• [EXTRACTED ENTRIES]:
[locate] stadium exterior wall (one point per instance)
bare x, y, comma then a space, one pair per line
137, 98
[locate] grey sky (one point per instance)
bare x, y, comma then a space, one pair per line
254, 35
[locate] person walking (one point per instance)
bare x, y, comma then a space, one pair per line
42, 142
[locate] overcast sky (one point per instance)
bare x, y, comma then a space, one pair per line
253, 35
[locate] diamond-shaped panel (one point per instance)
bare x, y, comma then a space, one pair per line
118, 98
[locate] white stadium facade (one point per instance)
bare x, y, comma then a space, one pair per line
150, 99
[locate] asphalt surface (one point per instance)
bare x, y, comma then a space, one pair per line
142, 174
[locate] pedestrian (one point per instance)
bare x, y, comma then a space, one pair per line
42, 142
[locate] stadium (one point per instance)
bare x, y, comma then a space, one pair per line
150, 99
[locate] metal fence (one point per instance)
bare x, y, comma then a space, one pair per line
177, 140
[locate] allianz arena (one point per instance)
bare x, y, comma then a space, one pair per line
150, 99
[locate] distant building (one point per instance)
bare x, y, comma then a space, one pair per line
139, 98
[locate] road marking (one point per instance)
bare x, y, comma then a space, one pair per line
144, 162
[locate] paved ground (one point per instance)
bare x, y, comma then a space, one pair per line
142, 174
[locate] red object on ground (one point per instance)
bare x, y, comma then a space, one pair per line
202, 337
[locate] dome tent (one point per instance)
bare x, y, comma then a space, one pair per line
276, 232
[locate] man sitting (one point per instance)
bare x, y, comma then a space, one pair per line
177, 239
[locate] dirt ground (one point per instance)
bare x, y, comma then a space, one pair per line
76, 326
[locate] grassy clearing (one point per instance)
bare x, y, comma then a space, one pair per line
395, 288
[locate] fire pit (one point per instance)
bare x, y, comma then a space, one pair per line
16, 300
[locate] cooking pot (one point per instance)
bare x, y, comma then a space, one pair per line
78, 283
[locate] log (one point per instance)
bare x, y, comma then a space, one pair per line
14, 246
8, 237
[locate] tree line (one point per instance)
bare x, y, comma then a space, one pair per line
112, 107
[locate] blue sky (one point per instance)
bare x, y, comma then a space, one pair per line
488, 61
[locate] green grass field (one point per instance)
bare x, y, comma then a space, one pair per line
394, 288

• [THE EXERCISE]:
Reproduce word for word every line from the one containing "[locate] log (one point per instance)" through the last line of the entries, including both of those lines.

• [EXERCISE SOLUTION]:
[locate] log (one point per instance)
bare x, y, comma then a space, one pair per line
14, 246
8, 237
[locate] tree line (one point per instance)
bare x, y, comma then a space, one pair per line
112, 107
[locate] blue sky (one point per instance)
bare x, y, comma then a space, one pair per line
488, 61
[locate] green grass field (one point per instance)
bare x, y, comma then a space, one pair per line
394, 288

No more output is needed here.